Exercise instructions —
#1 In the passage on Nabokov's Lolita afterword, what title did Nabokov give the afterword he added to the 1956 edition?
#2 Summarize the passage on Nabokov's Lolita afterword in two sentences.
#3 Carry the passage on Nabokov's Lolita afterword forward from its final sentence.

Given text —
Depending on where the female author resides, the boundaries of conservative convention can usually be stretched to blanket almost anything, especially if related to female sexuality—unless the works are capitalist blockbusters, like Fifty Shades of Grey, then that is okay because it is about the economy, stupid. Oh wait, and about a man sexually dominating a woman.

There is an Afterword that Vladimir Nabokov added to the 1956 edition of Lolita titled, “On a Book Entitled Lolita” that has always interested me. I find value in reading an author, especially one such as Nabakov, reflecting on his work in his own words—it is the Inside the Actor’s Studio of my field. Also, this afterword is where we get such moments of inspiration like his declaration that “reality” is “one of the few words that mean nothing without quotes.” But what has attracted me the most from this short essay is his discussion about what inspired him to write Lolita. He simply provides this anecdote:

“As far as I can recall, the initial shiver of inspiration was somehow prompted by a newspaper story about an ape in the Jardin des Plantes, who, after months of coaxing by a scientist, produced the first drawing ever charcoaled by an animal: this sketch showed the bars of the poor creature’s cage.”

Study material —
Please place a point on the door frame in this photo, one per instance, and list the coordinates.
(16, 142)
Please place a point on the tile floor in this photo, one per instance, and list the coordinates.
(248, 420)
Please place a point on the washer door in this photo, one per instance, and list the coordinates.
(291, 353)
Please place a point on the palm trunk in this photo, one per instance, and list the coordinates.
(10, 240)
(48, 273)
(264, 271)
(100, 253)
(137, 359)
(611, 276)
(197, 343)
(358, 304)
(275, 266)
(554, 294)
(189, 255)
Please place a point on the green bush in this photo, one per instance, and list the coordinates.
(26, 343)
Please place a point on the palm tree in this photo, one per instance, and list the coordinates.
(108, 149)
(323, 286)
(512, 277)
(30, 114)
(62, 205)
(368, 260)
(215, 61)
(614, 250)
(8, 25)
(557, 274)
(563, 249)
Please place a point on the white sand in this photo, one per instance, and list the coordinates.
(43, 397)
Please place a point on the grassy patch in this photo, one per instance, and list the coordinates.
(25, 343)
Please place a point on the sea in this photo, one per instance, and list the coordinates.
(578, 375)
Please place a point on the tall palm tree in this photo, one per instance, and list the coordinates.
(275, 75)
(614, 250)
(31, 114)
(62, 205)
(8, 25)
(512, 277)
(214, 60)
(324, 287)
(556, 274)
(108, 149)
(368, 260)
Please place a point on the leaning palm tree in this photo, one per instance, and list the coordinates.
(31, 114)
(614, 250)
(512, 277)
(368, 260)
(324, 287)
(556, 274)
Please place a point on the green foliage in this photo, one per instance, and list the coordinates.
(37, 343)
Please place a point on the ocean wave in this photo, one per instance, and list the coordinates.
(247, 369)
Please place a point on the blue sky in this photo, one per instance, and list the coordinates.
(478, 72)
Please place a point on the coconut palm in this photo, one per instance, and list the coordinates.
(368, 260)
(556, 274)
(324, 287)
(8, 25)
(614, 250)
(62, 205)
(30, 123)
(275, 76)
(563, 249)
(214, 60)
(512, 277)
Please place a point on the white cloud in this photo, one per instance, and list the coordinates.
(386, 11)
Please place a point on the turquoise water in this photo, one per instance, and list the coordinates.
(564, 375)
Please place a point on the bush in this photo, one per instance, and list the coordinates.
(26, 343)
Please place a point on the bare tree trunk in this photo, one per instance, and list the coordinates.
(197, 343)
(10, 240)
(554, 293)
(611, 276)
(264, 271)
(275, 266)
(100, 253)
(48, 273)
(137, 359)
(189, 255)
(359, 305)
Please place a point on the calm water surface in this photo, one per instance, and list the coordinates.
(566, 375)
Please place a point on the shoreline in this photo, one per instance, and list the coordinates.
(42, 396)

Exercise answers —
#1 "On a Book Entitled Lolita"

#2 Depending on where a female author lives, conservative convention can usually be stretched to cover almost anything she writes, especially about female sexuality, unless the work is a commercial blockbuster like Fifty Shades of Grey. The writer values Nabokov's 1956 afterword to Lolita, "On a Book Entitled Lolita," as an author reflecting on his own work, and is most drawn to its account of the book's inspiration: a newspaper story about an ape whose first charcoal drawing showed the bars of its cage.

#3
I interpret this passage to mean that sometimes, if we look through another’s eyes, we may not like what we see. What we see could leave us haunted. This certainly applies to Humbert Humbert because this book—to me—is mostly about the contradictions, nuances, and shock of first person narration. This small revelation from Nabakov, tacked on at the end of one of the most morally disputed novels in the canon (because it does still make it in—resolutely inside the academic tower), can be applied to the work of female authors, especially those of us who are autobiographical. As I share my experience, it may stand in opposition to how I am expected to act. Think. Feel. When a reader peers out from my eyes, he may not like what he sees. It is like viewing a Frida Kahlo self-portrait. Each artist has her own bars of the cage and when depicted honestly, it just might make people squirm.

I aim to write authentically about the myriad of experiences that constitute my life, most often my personal life (or lack thereof), my role as a remedial parent, and my career as a writer. A recurring theme for me is writing about what it is like to be a single woman with two kids in a small southern town, and how that can make it difficult for me to find love. I am also a romantic, which is a real cockblocker. I recently took an online quiz to determine which Shakespeare story best matches my love life. Of course I got Romeo and Juliet. The advice I take from this important and real diagnosis is that I have unrealistic expectations, and I should go directly to the nearest apothecary so I can be put out of my misery. That is what cages me. I have nobody to blame for the fact that I have struggled to find a suitable partner—someone intelligent and kind, and not to be greedy, but also a sense of humor. And I would like to be pretty damn close to as important to him as the sun. And it would be great if he has a yacht or a helicopter or both (ISO someone with a helipad), and he should be a sommelier.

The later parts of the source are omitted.